-------- Selected extract

# TTweaker's Guide - Version 0.6.0 now available



## jonas (Aug 1, 2006)

Finally it's here, the ultimate TT tweaker's guide: http://www.wikitt.org/wikiTT/images/f/fc/TTweakers-Guide.pdf

Some time ago I realised I had a lots of TT articles and links on my hard drive, pretty much in unusable state. 
I started putting them into a single printable document, and this is what we have now.  
Not much, but definitely something to keep in the laptop bag together with the VAG-COM cable, or even in the glove box.

I will keep adding more information, so any comments and suggestions are naturally very welcome!

Enjoy


----------



## rustyintegrale (Oct 1, 2006)

Brilliant!

Thank you. 

Cheers

rich


----------



## ElegantSpoon.Co.Uk (Feb 4, 2007)

Thanx for that its really handy


----------



## retrosic (Apr 17, 2007)

Thanks a lot, this will come come handy! :wink:


----------



## clived (May 6, 2002)

Looks pretty useful, but it might be nice where you've taken content directly from other places (Wak's site, Ross-Tech, Audiworld) if the source was credited, both as it's the right thing to do and also so people can go and find out more if they want to....


----------



## Duncdude (Feb 27, 2007)

excellent.. a real handy collection of information there. Should save some time trying to source answers to some of those most common ailments, but as clived points out, it might be a good idea to add an addendum just to mention some of the sources.


----------



## jonas (Aug 1, 2006)

Thanks guys!

I'll add the credits in the next version. Originally I was just collecting the articles for myself without much worrying about credits etc. Have to do some digging to find out where the originals are from, no problem.

All the information is already available somewhere, but the guide is simply trying to answer 98% of the questions with 2% of the information available. 
Or, giving instructions to procedures people do regularly, like throttle body reset and key fob recoding.

----------------

### [Given instruction 1]
According to the forum thread about the TT tweaker's guide, what share of the questions is the guide trying to answer, and with how much of the available information?

-------- Information shown

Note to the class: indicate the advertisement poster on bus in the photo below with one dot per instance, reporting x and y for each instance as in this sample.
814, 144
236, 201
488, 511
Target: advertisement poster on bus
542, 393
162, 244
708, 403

----------------
-------- Information shown

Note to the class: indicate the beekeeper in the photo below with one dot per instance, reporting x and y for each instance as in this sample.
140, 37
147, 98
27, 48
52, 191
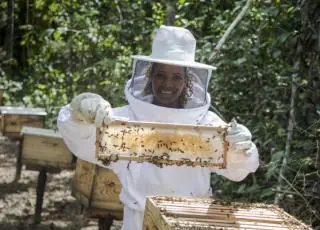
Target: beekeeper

----------------

### [Given instruction 2]
Put the lines of the records, starting at the line that contains "Note to the class: indicate the beekeeper" and ending at the line that contains "Target: beekeeper", into a Markdown table with the columns n and Line. Skip any blank lines and leave the pictures out.

### [Exercise solution 1]
It tries to answer 98% of the questions with 2% of the information available.

### [Exercise solution 2]
| n | Line |
|---|---|
| 1 | Note to the class: indicate the beekeeper in the photo below with one dot per instance, reporting x and y for each instance as in this sample. |
| 2 | 140, 37 |
| 3 | 147, 98 |
| 4 | 27, 48 |
| 5 | 52, 191 |
| 6 | Target: beekeeper |